WHATEVER IT TAKES – web gallery
Our Whatever It Takes skateboards were created in 2012 as part of a competition for a Cornish skateboard design.
The competition was driven and inspired by professional skateboarder Nick Jensen and his belief that art and skating are closely linked.
He painted a board for the exhibition himself and invited fellow professionals, illustrators and artists to create work, too. These included: Fos (Mark Foster) – Rob Mathieson – Oliver Dorman – Soy Panday – Vaughan Baker – Frances Costelloe. Here’s a gallery of a few of them…. (and for a snapshot of Nick’s own board, click here .) Nick’s board eventually went on display at the Royal Cornwall Museum. We ran a second competition in 2016, which was won by local artist Max Whetter. Click here to find out more.
Oliver Dorman took an ad of a professional skateboarder as the starting point for his oil painting.
He then adapted the faces of two kids in the foreground, one of which takes on the form Edward Munch’s famous portrait ‘The Scream’ and the other; Leonardo da Vinci’s ‘The Mona Lisa’.
Rob Mathieson sanded back into the skateboard to reveal its natural qualities, and this is a reflection on the traditional qualities in life that are important not to forget. For example, fishing: he has depicted a fisherman using his nets to catch crabs.
“I like the way the smoothness of the form and surfaces of her sculpture complement and play with the wild nature and beauty of the Cornish landscape. This is what I have tried to convey with my board.”
Frances Costelloe: “When thinking about Cornwall I instantly thought of the wonderful Tate in St Ives and the artists who had made the region their home. Barbara Hepworth’s garden is open to the public and available to view online in a virtual tour on the Tate website, which is the only time I have ever seen it. “
Board by artist Frances Costelloe
Oliver Dorman’s skateboard
Rob says that when he went to Cornwall as a kid he remembered how much fun it was to try and catch crabs himself but that they always seemed to win.

------

[Given exercise 1]: Name every person the skateboard gallery text lists as invited to create a board for the exhibition.

Records from a data collection:
------

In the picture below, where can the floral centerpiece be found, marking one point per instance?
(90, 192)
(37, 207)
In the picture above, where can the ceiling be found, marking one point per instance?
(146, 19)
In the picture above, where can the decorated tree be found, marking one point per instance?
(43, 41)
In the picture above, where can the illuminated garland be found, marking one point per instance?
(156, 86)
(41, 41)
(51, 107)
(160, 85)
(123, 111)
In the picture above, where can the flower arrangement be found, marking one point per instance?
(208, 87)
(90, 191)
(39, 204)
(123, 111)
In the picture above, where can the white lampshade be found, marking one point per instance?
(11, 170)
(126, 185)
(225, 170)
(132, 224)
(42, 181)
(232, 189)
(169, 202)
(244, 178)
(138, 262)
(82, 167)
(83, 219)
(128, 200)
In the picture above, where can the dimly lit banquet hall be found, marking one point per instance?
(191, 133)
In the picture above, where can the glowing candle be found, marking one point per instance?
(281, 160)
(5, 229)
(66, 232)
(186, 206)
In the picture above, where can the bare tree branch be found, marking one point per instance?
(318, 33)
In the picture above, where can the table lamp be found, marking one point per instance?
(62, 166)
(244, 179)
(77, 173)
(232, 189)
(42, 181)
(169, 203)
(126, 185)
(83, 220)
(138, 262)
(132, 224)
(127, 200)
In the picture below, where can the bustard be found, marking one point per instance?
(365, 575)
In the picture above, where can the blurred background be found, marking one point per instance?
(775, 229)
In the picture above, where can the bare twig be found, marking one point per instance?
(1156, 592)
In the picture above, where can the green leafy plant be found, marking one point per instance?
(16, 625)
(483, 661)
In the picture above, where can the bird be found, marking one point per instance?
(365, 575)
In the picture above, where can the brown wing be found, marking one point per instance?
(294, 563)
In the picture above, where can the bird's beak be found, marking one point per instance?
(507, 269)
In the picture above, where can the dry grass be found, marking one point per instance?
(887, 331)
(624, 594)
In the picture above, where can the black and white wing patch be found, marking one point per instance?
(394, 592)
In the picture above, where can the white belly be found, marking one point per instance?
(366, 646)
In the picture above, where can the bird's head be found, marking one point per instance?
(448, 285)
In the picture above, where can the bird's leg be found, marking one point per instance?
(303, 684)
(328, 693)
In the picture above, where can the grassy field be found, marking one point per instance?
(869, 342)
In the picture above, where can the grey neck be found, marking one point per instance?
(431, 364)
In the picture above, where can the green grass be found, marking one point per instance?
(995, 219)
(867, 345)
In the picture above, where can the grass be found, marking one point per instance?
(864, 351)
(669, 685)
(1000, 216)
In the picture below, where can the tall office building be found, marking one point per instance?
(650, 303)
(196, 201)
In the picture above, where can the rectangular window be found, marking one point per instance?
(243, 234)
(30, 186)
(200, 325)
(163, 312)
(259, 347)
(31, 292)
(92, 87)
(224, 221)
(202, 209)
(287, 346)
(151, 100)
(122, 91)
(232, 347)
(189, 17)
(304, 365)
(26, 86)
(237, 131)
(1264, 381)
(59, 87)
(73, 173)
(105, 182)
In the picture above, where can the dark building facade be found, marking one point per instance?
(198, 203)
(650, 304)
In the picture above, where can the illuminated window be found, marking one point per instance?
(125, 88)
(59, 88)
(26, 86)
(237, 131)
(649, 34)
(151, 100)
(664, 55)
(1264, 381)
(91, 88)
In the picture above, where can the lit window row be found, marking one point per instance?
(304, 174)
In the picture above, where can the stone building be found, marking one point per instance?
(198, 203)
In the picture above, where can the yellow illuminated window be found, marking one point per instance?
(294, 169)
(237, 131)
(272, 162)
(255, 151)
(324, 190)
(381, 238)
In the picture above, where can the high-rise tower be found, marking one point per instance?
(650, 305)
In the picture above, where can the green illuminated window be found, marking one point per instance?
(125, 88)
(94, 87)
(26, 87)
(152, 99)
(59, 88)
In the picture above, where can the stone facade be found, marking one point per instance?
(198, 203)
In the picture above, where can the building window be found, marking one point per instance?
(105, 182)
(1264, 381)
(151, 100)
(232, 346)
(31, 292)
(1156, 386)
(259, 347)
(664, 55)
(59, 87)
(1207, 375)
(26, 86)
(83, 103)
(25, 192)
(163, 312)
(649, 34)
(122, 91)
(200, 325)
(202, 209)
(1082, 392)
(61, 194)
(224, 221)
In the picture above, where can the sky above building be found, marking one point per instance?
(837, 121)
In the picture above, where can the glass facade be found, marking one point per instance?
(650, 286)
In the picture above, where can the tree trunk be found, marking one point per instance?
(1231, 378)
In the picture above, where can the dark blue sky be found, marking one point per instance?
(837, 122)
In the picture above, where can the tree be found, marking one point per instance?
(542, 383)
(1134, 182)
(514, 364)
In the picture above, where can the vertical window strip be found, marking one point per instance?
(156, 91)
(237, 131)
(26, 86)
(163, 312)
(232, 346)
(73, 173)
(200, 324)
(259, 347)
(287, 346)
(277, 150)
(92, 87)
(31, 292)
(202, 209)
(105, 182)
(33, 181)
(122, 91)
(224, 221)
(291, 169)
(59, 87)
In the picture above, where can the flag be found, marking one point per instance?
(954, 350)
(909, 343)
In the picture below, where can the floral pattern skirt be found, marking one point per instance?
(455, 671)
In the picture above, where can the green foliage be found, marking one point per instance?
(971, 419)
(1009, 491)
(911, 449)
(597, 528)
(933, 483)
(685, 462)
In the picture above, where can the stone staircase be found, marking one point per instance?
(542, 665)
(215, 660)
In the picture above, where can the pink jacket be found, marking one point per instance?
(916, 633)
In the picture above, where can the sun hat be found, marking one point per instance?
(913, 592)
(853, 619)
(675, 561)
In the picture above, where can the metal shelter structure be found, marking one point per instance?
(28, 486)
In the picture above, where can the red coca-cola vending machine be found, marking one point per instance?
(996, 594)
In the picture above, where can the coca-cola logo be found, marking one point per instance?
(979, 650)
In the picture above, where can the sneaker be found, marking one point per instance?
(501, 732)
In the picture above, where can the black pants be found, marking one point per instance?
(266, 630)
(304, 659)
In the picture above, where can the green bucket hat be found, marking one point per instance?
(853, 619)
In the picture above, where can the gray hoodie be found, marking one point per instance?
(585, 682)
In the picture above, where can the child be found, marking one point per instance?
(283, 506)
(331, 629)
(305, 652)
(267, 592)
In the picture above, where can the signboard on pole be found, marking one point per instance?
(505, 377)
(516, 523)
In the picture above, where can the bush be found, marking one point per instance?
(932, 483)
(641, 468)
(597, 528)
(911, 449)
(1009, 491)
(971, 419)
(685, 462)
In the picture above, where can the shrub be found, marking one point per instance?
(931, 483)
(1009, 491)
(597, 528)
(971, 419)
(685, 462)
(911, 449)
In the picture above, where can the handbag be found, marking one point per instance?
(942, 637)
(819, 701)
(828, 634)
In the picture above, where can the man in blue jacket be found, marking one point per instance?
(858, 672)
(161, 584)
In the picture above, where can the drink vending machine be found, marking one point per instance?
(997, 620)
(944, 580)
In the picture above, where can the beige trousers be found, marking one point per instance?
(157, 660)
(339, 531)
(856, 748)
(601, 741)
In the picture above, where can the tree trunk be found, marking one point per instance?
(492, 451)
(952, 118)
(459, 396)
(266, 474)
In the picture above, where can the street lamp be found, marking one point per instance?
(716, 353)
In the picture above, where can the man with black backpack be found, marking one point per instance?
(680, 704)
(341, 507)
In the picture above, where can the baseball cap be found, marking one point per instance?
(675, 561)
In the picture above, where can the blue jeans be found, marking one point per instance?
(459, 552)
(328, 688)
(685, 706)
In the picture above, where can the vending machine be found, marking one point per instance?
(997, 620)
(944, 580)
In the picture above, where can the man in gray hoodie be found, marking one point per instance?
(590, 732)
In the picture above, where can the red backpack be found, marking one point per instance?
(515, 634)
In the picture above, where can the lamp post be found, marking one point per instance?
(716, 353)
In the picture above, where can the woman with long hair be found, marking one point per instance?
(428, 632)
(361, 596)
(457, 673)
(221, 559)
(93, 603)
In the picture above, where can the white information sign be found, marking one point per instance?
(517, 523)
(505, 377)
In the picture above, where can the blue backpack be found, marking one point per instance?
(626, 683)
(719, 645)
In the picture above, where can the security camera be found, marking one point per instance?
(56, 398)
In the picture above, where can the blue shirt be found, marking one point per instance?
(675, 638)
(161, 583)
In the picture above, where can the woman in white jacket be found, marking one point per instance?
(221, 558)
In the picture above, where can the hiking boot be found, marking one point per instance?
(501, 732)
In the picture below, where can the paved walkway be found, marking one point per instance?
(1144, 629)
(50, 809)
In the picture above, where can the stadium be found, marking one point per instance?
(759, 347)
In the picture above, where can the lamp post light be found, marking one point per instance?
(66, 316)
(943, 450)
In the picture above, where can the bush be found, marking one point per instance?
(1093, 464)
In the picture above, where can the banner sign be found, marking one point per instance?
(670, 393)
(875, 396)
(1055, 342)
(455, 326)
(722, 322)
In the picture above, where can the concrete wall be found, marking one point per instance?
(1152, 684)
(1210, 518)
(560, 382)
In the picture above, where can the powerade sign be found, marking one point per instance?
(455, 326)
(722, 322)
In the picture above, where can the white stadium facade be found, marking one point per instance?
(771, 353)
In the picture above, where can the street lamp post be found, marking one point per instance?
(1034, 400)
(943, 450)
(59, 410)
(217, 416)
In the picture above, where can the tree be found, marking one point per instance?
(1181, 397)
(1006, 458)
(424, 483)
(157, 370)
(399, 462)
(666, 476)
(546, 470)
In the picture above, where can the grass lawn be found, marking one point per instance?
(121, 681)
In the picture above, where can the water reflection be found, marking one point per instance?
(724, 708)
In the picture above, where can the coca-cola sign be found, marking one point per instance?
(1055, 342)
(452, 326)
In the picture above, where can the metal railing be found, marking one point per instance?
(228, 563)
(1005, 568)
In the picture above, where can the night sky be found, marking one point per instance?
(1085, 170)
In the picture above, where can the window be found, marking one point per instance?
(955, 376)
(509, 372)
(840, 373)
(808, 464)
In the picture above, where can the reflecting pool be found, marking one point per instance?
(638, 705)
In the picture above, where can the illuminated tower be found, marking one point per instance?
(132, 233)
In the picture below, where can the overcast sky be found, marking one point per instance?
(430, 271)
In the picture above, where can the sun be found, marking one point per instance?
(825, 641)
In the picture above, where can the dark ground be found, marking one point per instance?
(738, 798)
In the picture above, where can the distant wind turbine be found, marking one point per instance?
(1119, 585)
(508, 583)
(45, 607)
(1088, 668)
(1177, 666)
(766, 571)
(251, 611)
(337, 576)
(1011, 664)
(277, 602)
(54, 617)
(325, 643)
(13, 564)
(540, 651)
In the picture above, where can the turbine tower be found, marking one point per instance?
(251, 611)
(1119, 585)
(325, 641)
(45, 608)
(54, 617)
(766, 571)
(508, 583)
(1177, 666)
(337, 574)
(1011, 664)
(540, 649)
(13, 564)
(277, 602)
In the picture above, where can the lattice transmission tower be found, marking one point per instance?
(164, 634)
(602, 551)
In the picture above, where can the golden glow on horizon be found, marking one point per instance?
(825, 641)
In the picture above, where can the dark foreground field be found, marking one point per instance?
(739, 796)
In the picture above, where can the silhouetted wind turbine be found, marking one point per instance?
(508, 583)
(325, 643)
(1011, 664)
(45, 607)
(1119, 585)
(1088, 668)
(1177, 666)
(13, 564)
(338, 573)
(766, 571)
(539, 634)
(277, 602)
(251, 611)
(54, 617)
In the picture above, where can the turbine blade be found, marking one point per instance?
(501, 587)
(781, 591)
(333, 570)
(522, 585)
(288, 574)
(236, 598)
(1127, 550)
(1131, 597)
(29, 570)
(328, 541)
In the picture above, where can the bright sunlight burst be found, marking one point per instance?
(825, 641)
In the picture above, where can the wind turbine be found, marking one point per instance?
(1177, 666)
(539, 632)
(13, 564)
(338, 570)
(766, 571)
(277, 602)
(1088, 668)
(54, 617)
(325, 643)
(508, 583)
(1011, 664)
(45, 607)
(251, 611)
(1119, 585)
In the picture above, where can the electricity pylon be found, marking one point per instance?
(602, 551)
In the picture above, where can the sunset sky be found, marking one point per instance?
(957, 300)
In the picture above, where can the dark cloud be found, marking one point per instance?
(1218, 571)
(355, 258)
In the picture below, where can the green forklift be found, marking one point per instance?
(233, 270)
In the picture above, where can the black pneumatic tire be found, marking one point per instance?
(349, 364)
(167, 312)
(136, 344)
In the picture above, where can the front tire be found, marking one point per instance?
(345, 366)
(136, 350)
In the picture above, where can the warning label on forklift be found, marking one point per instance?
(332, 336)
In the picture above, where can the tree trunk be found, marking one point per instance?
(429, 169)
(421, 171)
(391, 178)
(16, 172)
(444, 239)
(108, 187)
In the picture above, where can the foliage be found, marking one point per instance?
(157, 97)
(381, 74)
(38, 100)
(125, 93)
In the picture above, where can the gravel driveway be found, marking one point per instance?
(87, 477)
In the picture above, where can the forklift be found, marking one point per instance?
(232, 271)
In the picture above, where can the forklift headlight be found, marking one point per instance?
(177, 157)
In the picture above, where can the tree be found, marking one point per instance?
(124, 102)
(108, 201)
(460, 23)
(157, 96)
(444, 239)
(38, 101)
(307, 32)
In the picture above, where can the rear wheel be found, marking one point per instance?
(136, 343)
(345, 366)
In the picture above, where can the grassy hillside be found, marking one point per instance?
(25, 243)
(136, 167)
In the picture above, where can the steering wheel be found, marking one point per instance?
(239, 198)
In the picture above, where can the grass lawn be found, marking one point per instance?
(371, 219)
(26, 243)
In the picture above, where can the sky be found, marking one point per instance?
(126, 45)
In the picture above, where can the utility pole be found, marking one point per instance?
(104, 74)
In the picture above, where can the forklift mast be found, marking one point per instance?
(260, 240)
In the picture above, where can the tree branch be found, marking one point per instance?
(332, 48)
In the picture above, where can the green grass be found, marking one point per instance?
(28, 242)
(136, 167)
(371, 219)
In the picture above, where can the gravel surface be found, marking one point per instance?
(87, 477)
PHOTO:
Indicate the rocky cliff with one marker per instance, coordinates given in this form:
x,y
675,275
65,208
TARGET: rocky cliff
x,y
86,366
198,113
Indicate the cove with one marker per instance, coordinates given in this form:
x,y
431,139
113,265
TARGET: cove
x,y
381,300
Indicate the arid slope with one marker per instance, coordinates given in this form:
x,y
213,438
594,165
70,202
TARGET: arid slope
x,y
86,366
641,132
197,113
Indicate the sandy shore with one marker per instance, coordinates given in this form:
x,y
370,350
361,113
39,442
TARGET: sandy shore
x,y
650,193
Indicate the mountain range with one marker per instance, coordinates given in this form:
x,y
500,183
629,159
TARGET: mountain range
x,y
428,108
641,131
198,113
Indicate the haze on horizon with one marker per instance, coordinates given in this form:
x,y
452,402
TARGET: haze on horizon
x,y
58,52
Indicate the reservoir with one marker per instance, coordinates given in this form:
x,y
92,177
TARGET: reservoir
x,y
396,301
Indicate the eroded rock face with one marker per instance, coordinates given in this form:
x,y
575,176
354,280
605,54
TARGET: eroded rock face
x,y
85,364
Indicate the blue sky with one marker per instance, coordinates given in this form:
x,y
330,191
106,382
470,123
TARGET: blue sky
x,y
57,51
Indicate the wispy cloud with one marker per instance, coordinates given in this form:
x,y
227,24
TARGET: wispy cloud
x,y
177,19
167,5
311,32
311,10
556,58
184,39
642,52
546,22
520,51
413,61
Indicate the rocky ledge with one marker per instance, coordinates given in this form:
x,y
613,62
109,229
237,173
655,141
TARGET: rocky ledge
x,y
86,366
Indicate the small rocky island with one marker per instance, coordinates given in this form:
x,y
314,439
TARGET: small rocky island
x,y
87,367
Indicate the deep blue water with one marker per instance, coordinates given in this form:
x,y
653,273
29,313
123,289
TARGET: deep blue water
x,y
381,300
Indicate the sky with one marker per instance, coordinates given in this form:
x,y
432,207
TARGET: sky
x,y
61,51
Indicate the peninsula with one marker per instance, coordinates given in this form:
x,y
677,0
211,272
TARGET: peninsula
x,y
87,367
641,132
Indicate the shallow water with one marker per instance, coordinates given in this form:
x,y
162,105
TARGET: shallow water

------

[Given exercise 2]: In the entries, rename "marker" to "point" in the lines that begin at the line containing "Indicate the sandy" and go on through the end of the entries, with all else unchanged, and give back only those lines.

[Exercise result 1]: Fos (Mark Foster), Rob Mathieson, Oliver Dorman, Soy Panday, Vaughan Baker, Frances Costelloe

[Exercise result 2]:
Indicate the sandy shore with one point per instance, coordinates given in this form:
x,y
370,350
361,113
39,442
TARGET: sandy shore
x,y
650,193
Indicate the mountain range with one point per instance, coordinates given in this form:
x,y
500,183
629,159
TARGET: mountain range
x,y
428,108
641,131
198,113
Indicate the haze on horizon with one point per instance, coordinates given in this form:
x,y
452,402
TARGET: haze on horizon
x,y
58,52
Indicate the reservoir with one point per instance, coordinates given in this form:
x,y
92,177
TARGET: reservoir
x,y
396,301
Indicate the eroded rock face with one point per instance, coordinates given in this form:
x,y
575,176
354,280
605,54
TARGET: eroded rock face
x,y
85,364
Indicate the blue sky with one point per instance, coordinates given in this form:
x,y
330,191
106,382
470,123
TARGET: blue sky
x,y
57,51
Indicate the wispy cloud with one point per instance, coordinates given in this form:
x,y
227,24
TARGET: wispy cloud
x,y
177,19
167,5
311,32
311,10
556,58
184,39
642,52
546,22
520,51
413,61
Indicate the rocky ledge with one point per instance, coordinates given in this form:
x,y
613,62
109,229
237,173
655,141
TARGET: rocky ledge
x,y
86,366
Indicate the small rocky island with one point per instance, coordinates given in this form:
x,y
314,439
TARGET: small rocky island
x,y
87,367
Indicate the deep blue water with one point per instance, coordinates given in this form:
x,y
653,273
29,313
123,289
TARGET: deep blue water
x,y
381,300
Indicate the sky with one point per instance, coordinates given in this form:
x,y
432,207
TARGET: sky
x,y
61,51
Indicate the peninsula with one point per instance, coordinates given in this form:
x,y
677,0
211,272
TARGET: peninsula
x,y
87,367
641,132
Indicate the shallow water with one point per instance, coordinates given in this form:
x,y
162,105
TARGET: shallow water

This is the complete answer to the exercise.